> _Page text_:
By Jan Hromadko
FRANKFURT--Austria's Verbund AG Wednesday became the latest
European utility to close electricity generators that burn clean
natural gas because turbines powered by subsidized renewable
energies and dirtier coal are less expensive to run.
Verbund said Wednesday it would mothball three state-of-the-art
generation units in Austria and France, with a combined output
capacity of more than 1.2 gigawatts. The state-owned company blamed
"massive distortions in the European electricity market" that have
gutted profits at traditional power plants across Europe,
particularly ones using gas.
The planned closure follows similar recent moves by giants
including Germany's RWE AG and E.ON SE, U.K.-based Centrica PLC and
France's GDF Suez SA.
In Germany, Belgium, Netherlands and Luxembourg, for example,
utilities have announced plans to close generators with combined
capacity of more than 11 gigawatts between last year and 2018,
according to research from Morgan Stanley. That is equivalent to
more than 10 large nuclear reactors. Another 20 gigawatts of
nuclear, coal and other generating capacity is also being taken
offline during the period.
European utilities' retreat from natural gas is an unexpected
result of governments' promotion of renewable ecological energy
sources, such as wind and solar power. Most European countries
heavily subsidize these new energies to protect the environment.
The rich subsidies have resulted in a capacity glut, which has
eroded wholesale power prices.
Compounding the rise of European renewables is a flood of
inexpensive but dirty coal from the U.S., where it is superfluous
due to abundant new natural gas supplies.
As a result, benchmark power contracts for delivery in 2015 now
trade at around EUR44 per megawatt-hour, according to German energy
exchange EEX. That is down roughly 36% from March 2011, just before
the nuclear disaster at Japan's Fukushima Daiichi power station
prompted an acceleration of Germany's "green" push.
Verbund's plan "is symptomatic of the situation on the
power-generation market," said Stephan Wulf, an analyst at Warburg
Research in Hamburg. "Gas-fired power plants don't earn any money
because of the relatively high fuel cost and the fact renewables
are displacing them."
The situation looks even worse for plants now in construction.
Germany's main energy-industry lobbying group, BDEW, said last
month that four coal-fired plants and three gas- power plants will
come online this year. The cutting-edge units, which were planned
several years ago under better market conditions, will probably be
uneconomical for their operators, said BDEW Managing Director
Hildegard Müller.
A spokeswoman for Germany's Economic and Energy Ministry said
Tuesday that plant shutdowns show the market is working by
eliminating overcapacity. She didn't address the emission levels of
mothballed plants compared with those remaining open.
The ministry said that regulators have stopped utilities from
closing generators that are vital. For example, the government last
year was forced to financially support a new, highly efficient gas
plant when its operator, E.ON, threatened to close the unprofitable
unit and cut power supplies to the booming Munich area.
The German government has said it may need to subsidize
construction of new power plants, although current supply is more
than sufficient. Some European countries, like France and the U.K.,
have already taken steps to support plant construction.
E.ON, which reported a 65% decline in first-quarter net profit
Tuesday, urged the German government to "provide appropriate
compensation for conventional generation capacity".

> _What this exercise asks_:
1. In the article on European gas plant closures, condense the paragraph beginning "In Germany, Belgium, Netherlands and Luxembourg" into two shorter sentences, keeping its main facts.
2. From the article, extract the passage starting at the words "The ministry said" and ending after the words "booming Munich area.".
The lines after this article have nothing to do with it.

> _Raw data_:

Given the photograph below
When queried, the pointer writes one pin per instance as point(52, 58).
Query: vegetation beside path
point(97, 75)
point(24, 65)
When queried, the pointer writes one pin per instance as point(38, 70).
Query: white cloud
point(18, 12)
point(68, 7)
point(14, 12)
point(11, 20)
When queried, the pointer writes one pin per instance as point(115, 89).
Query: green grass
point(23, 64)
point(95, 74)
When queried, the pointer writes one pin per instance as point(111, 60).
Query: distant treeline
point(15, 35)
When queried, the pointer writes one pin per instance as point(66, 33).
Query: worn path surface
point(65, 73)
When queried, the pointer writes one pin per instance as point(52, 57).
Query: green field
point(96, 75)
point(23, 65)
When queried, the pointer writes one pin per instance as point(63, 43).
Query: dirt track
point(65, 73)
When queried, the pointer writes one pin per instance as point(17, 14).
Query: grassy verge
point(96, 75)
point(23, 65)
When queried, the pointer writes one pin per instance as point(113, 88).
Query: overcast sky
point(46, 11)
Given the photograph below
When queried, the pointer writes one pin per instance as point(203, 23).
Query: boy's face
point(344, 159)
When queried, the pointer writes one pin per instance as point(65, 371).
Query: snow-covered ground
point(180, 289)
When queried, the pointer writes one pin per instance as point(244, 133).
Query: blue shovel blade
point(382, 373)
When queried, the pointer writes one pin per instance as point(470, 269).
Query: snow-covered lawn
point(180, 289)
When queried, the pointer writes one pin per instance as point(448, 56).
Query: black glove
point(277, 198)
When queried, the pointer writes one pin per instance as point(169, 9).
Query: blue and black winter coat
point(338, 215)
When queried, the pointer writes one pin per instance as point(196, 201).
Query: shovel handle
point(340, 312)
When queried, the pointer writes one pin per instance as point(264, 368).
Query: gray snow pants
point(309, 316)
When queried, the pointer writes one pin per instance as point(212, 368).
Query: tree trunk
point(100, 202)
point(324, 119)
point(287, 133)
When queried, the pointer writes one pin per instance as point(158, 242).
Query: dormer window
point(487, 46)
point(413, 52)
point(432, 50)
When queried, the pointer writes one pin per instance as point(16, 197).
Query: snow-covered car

> _Solutions in order_:
1. According to Morgan Stanley research, utilities in Germany, Belgium, the Netherlands and Luxembourg have announced plans to close more than 11 gigawatts of generating capacity between last year and 2018, which equals more than 10 large nuclear reactors. Another 20 gigawatts of nuclear, coal and other capacity is also going offline in that period.

2.
The ministry said that regulators have stopped utilities from
closing generators that are vital. For example, the government last
year was forced to financially support a new, highly efficient gas
plant when its operator, E.ON, threatened to close the unprofitable
unit and cut power supplies to the booming Munich area.